**Task objective**.
Reproduce every row below without altering any character.

**Provided records**.
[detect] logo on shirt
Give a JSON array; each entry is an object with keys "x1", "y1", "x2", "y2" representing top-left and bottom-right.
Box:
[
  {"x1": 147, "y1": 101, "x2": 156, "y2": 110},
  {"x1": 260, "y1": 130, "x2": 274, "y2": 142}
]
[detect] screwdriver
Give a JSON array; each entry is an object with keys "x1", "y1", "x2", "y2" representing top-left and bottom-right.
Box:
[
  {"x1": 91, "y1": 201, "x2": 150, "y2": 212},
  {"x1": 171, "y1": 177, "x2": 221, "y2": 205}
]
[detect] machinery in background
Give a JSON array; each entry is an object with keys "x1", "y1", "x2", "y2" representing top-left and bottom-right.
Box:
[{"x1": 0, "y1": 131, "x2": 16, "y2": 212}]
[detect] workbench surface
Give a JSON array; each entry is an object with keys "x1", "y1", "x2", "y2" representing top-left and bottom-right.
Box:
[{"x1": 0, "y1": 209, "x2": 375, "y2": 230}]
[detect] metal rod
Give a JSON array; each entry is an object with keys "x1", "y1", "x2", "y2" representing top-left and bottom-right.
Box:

**Output of the task**.
[detect] logo on shirt
Give a JSON array; each entry is an object with keys "x1", "y1", "x2", "y2" representing top-left and bottom-right.
Box:
[
  {"x1": 147, "y1": 101, "x2": 156, "y2": 110},
  {"x1": 260, "y1": 130, "x2": 274, "y2": 142}
]
[detect] screwdriver
Give a JSON array; each entry is an object with keys "x1", "y1", "x2", "y2" representing top-left and bottom-right.
Box:
[
  {"x1": 91, "y1": 201, "x2": 150, "y2": 212},
  {"x1": 171, "y1": 177, "x2": 221, "y2": 205}
]
[detect] machinery in background
Give a JSON array; each entry is an object with keys "x1", "y1", "x2", "y2" representing top-left and bottom-right.
Box:
[{"x1": 0, "y1": 131, "x2": 16, "y2": 212}]
[detect] workbench surface
Give a JSON array; each entry is an object with keys "x1", "y1", "x2", "y2" representing top-left and bottom-right.
Box:
[{"x1": 0, "y1": 209, "x2": 375, "y2": 230}]
[detect] metal rod
Give a JSON array; each entry is an object with keys "x1", "y1", "x2", "y2" representing top-left and bottom-right.
Box:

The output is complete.